■ WHAT IS EXPECTED ■
Using the entries below, return word for word the lines from the one containing "of the crowd" up to and including the last.

(Dataset records)

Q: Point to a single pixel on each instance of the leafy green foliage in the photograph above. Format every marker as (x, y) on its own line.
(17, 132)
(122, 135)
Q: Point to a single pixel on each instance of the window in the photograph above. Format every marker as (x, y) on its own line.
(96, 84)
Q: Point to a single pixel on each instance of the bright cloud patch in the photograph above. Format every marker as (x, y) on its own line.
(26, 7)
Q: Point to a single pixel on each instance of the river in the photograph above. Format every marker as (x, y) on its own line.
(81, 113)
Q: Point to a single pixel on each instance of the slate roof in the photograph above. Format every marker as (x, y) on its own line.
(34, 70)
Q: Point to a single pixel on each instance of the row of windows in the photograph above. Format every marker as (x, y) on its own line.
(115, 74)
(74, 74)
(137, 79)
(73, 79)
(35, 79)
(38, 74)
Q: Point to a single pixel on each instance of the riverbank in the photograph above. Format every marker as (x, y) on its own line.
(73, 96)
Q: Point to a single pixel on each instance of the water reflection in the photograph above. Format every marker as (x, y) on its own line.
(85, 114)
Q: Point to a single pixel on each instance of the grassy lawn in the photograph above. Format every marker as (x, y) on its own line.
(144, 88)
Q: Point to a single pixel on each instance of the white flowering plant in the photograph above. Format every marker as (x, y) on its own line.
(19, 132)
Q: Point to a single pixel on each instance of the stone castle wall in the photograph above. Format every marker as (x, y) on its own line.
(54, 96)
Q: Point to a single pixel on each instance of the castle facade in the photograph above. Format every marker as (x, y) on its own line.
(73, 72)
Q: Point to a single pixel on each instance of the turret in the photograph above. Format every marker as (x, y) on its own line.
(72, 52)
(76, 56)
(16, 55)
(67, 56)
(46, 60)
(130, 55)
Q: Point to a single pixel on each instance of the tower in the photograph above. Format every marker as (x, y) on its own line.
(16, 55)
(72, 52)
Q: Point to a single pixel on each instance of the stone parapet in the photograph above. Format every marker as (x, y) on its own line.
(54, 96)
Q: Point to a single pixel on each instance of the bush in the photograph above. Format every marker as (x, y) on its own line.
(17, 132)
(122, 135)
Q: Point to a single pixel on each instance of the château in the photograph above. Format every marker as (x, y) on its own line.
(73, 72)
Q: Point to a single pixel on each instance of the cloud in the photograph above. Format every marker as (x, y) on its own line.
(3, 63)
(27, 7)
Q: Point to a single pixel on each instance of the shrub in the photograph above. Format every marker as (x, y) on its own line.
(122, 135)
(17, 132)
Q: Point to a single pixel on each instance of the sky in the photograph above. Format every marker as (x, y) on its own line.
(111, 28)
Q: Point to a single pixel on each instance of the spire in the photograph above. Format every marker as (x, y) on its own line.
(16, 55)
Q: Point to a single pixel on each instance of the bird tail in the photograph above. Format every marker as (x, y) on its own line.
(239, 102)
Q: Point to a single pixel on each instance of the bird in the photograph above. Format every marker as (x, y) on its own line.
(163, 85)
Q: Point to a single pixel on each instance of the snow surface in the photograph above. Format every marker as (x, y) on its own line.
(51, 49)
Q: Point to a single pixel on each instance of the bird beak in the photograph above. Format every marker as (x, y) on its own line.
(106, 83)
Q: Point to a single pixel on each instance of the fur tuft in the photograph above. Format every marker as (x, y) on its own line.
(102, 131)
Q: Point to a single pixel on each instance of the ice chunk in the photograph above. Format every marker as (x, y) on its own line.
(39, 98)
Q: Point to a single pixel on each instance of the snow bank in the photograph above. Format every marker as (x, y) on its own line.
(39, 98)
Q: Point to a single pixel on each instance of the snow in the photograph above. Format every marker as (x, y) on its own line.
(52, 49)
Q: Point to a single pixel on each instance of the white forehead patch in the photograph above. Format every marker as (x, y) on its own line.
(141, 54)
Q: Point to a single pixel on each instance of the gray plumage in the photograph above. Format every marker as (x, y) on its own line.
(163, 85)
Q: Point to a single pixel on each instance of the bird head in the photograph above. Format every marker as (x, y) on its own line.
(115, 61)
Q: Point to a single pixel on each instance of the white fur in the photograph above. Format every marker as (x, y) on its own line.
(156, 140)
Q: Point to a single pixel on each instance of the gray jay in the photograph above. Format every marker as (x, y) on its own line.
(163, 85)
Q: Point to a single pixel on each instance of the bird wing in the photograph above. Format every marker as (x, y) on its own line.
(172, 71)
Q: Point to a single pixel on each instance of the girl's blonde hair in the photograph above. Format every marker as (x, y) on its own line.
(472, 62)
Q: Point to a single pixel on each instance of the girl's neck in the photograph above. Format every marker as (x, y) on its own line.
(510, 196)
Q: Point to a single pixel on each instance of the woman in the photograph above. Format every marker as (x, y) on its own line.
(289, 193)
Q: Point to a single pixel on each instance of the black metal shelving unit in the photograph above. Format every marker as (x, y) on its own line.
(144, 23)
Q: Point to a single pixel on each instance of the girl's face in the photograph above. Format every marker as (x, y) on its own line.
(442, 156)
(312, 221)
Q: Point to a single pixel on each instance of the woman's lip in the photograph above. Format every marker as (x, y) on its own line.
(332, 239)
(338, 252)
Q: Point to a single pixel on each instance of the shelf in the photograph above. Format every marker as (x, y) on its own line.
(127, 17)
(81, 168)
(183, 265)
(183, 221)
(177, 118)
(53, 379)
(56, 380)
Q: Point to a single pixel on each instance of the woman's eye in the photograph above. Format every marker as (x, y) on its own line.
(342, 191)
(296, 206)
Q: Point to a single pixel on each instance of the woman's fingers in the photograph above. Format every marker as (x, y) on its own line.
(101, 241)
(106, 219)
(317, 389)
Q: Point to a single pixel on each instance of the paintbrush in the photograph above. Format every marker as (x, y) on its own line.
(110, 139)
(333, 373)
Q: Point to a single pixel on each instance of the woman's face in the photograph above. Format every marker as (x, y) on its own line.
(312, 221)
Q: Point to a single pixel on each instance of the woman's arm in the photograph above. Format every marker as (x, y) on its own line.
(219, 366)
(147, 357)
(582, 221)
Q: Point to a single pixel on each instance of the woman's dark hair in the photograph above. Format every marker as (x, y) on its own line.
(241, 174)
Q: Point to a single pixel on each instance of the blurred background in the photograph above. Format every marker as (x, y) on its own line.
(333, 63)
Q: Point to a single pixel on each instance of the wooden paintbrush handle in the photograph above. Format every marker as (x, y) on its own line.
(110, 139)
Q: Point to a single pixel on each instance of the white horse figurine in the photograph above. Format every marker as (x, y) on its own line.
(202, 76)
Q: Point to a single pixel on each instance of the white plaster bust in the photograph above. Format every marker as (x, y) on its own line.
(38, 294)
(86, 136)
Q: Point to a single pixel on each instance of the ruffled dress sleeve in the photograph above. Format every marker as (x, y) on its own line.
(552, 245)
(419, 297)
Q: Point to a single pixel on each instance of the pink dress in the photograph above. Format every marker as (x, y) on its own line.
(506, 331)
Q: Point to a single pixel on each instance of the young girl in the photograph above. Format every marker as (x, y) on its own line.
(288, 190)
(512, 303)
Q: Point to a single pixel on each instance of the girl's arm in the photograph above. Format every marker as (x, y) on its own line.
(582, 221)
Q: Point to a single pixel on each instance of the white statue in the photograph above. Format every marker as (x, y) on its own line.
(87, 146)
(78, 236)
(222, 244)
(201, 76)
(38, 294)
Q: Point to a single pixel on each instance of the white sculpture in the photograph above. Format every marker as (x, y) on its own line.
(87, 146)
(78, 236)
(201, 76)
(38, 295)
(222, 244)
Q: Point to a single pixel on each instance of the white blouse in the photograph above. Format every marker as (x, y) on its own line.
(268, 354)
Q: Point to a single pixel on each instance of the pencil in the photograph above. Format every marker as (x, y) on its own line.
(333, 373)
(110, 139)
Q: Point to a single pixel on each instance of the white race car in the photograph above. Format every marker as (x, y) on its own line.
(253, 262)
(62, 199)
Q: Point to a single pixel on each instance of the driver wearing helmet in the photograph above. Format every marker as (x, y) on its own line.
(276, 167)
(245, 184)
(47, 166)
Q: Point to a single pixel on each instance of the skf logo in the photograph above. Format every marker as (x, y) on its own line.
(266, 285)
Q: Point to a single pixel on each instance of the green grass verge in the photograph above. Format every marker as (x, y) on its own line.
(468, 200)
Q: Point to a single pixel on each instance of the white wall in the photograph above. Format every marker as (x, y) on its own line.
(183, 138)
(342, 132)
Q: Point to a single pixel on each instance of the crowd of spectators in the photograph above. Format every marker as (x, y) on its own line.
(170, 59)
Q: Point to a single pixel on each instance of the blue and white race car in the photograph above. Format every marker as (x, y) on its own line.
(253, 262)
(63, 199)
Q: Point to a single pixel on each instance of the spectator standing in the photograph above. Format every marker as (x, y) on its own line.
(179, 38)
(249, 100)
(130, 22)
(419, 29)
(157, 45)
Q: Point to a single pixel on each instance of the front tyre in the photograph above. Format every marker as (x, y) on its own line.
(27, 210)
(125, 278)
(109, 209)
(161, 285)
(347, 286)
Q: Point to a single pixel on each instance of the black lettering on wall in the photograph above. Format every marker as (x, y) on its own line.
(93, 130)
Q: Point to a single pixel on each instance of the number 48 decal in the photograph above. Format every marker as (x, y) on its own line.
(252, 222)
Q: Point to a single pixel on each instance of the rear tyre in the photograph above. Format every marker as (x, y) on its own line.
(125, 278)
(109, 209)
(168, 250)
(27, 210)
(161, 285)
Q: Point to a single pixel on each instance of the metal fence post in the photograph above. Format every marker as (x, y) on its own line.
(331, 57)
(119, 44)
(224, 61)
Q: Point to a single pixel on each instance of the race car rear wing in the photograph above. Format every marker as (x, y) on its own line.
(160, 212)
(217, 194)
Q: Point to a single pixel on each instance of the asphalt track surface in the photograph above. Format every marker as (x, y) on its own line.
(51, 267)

■ WRITTEN REPLY ■
Q: Point to a single pixel on each instance of the crowd of spectators in the photograph above. Format every marker as (x, y) on its own line.
(170, 59)
Q: Point to a single pixel on each instance of the blue and white race car in the photograph above. Format every marker as (x, y) on its own line.
(253, 262)
(63, 199)
Q: Point to a single pixel on each instance of the spectator standing in the photograph above. Format every marker as (x, y) on its own line.
(179, 38)
(249, 100)
(130, 22)
(419, 29)
(157, 45)
Q: Point to a single pixel on each instance of the front tyre in the photograph above. Format every marker as (x, y) on its own line.
(27, 210)
(125, 278)
(109, 209)
(161, 285)
(347, 286)
Q: Point to a single pixel on each instance of the black lettering on wall in the photograph above. Format every marker as (x, y) on its own line.
(93, 130)
Q: Point to a single pixel on each instance of the number 48 decal in the photograph above. Format every marker as (x, y) on its own line.
(252, 222)
Q: Point to a single pixel on each instance of the rear tyre in the photograph above. Format every marker as (x, y) on its own line.
(125, 278)
(109, 209)
(168, 250)
(27, 210)
(161, 285)
Q: Point to a single pixel on each instance of the metal fence post in the photograph above. Format every marker as (x, y) on its own line.
(331, 57)
(119, 44)
(224, 61)
Q: Point to a single pixel on each instance of the race car rear wing in the photograph above. Format every marker as (x, y) on its own line.
(160, 212)
(217, 194)
Q: Point to a single pixel on each instance of the asphalt track surface in the photograph above. Format every marker as (x, y) on its own line.
(51, 267)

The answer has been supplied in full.